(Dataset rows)

▼

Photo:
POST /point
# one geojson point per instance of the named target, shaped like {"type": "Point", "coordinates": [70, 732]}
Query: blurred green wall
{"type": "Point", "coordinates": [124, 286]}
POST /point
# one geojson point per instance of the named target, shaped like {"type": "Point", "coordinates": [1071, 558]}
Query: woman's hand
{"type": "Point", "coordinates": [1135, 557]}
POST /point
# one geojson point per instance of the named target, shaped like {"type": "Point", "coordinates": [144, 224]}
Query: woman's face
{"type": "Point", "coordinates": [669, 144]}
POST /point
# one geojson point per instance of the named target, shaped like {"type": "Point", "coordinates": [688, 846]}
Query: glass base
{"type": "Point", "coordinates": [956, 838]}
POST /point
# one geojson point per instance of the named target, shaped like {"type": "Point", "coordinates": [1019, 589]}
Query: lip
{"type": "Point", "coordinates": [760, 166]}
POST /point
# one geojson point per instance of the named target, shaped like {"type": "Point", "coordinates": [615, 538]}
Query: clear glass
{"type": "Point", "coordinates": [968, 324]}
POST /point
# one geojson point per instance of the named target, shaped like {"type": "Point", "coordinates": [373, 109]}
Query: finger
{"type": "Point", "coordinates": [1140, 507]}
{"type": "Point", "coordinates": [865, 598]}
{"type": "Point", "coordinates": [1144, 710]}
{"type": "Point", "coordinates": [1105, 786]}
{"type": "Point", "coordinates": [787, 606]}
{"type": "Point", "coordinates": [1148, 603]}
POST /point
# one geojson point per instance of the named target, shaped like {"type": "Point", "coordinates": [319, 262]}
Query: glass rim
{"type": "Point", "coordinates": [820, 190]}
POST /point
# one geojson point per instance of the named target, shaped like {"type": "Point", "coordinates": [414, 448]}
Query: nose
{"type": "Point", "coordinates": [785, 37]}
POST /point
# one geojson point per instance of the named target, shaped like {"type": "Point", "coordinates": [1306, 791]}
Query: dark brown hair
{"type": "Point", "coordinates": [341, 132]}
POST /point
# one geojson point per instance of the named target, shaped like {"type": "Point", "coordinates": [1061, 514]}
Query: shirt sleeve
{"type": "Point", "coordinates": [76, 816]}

▲
▼

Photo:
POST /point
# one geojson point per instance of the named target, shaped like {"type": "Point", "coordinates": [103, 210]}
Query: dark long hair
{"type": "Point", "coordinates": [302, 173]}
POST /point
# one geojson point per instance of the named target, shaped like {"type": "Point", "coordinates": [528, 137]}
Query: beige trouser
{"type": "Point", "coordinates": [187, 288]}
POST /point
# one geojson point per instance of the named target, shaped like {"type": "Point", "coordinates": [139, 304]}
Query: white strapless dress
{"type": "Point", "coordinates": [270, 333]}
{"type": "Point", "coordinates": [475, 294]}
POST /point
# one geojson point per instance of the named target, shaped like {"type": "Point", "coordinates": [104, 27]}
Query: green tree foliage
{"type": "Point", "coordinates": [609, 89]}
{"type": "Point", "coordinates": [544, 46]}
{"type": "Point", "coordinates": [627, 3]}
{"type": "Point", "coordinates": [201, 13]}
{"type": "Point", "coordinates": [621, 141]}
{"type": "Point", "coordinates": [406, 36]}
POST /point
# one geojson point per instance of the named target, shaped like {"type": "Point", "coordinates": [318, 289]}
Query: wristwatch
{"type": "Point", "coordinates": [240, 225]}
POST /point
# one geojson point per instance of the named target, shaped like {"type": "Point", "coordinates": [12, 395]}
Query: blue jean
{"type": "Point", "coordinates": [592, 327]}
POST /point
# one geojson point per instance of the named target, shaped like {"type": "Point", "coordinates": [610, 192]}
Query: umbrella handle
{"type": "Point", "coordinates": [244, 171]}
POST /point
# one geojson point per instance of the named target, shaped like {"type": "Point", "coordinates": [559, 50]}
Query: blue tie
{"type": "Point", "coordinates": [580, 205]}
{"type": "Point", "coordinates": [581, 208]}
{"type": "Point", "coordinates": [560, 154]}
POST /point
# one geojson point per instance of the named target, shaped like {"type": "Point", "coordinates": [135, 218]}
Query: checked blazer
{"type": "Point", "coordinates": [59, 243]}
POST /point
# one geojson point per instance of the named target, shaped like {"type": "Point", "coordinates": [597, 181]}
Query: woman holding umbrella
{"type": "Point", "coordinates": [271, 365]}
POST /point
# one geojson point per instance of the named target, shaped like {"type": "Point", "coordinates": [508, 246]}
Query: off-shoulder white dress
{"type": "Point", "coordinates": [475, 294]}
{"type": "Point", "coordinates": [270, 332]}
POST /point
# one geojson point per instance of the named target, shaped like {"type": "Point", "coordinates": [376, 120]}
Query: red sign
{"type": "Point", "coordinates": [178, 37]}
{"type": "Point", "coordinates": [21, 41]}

▲

Pull out every line of the dataset rows above that contains the string "woman", matching case exactly.

Task response ::
Query: woman's hand
Query: woman's face
Query: woman holding umbrella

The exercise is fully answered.